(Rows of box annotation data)
* * *

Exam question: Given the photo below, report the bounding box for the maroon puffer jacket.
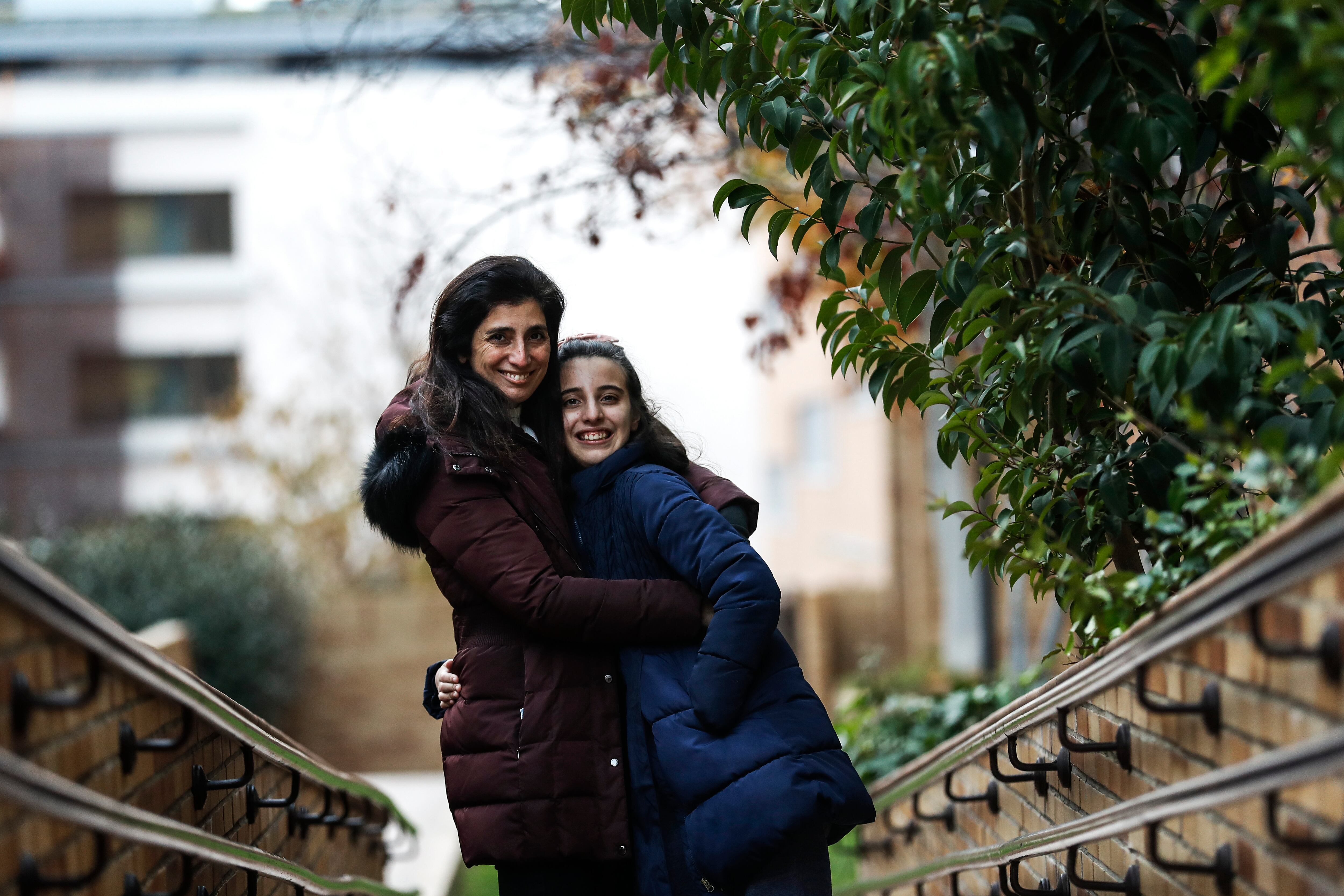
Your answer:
[362,390,755,865]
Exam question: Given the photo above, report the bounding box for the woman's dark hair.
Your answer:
[555,338,691,481]
[407,255,564,458]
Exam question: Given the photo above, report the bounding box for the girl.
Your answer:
[362,256,749,896]
[435,340,875,896]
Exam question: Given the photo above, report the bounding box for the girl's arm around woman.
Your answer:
[415,470,712,645]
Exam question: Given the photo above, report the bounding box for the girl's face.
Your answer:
[560,357,640,467]
[461,298,551,407]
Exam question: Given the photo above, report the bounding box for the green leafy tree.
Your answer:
[562,0,1344,653]
[30,515,306,719]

* * *

- [WRITTEN EXERCISE]
Could you repeat all of the records above word for word, leaving the picture out?

- [RESULT FOR THIS TASK]
Exam question: Given the photo below, report the bounding box for the maroon puffer jacket.
Your answer:
[362,390,755,865]
Exam question: Given the photo above, report the bounding box for the woman's dark hair.
Your answer:
[555,338,691,481]
[407,255,564,458]
Exam question: Given the photo above, report the bounding box for the girl.
Your answer:
[362,256,749,896]
[435,340,875,896]
Exam question: Given the photo above, report the bounding box for the girl's arm around woman.
Your answer:
[415,470,712,645]
Exam question: Given the photo above, report the bounding box for the girl's face.
Your answer:
[560,357,640,467]
[461,298,551,407]
Exam question: Given the photo above, report the bounding box for the green leafy tree.
Your answer:
[562,0,1344,653]
[30,515,306,719]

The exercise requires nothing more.